**** LISTED RECORDS

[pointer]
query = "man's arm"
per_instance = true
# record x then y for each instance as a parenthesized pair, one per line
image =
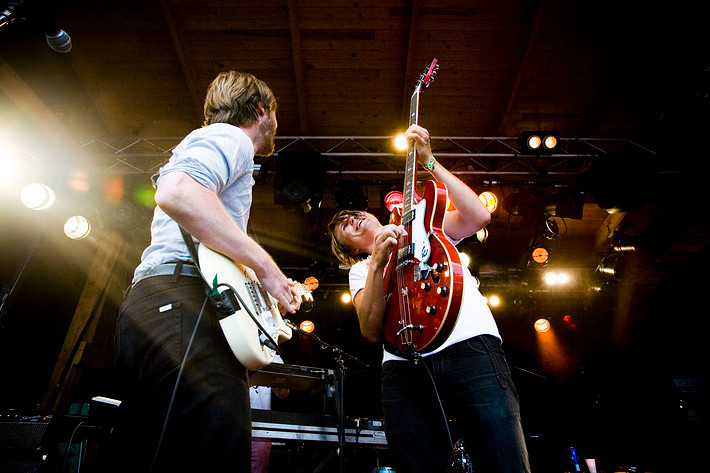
(199, 211)
(370, 301)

********

» **WHAT THE TASK REQUIRES**: Rewrite every line of the items above, including the lines that are not answers, and scale each coordinate in the answer points by 1.35, rounding to the nearest whole number with halves rounded up. Leave the pictures out of your answer.

» **SOLUTION BELOW**:
[pointer]
query = "man's arm"
per_instance = true
# record x then y for each instance as a parenthesized pair, one per line
image =
(269, 285)
(500, 406)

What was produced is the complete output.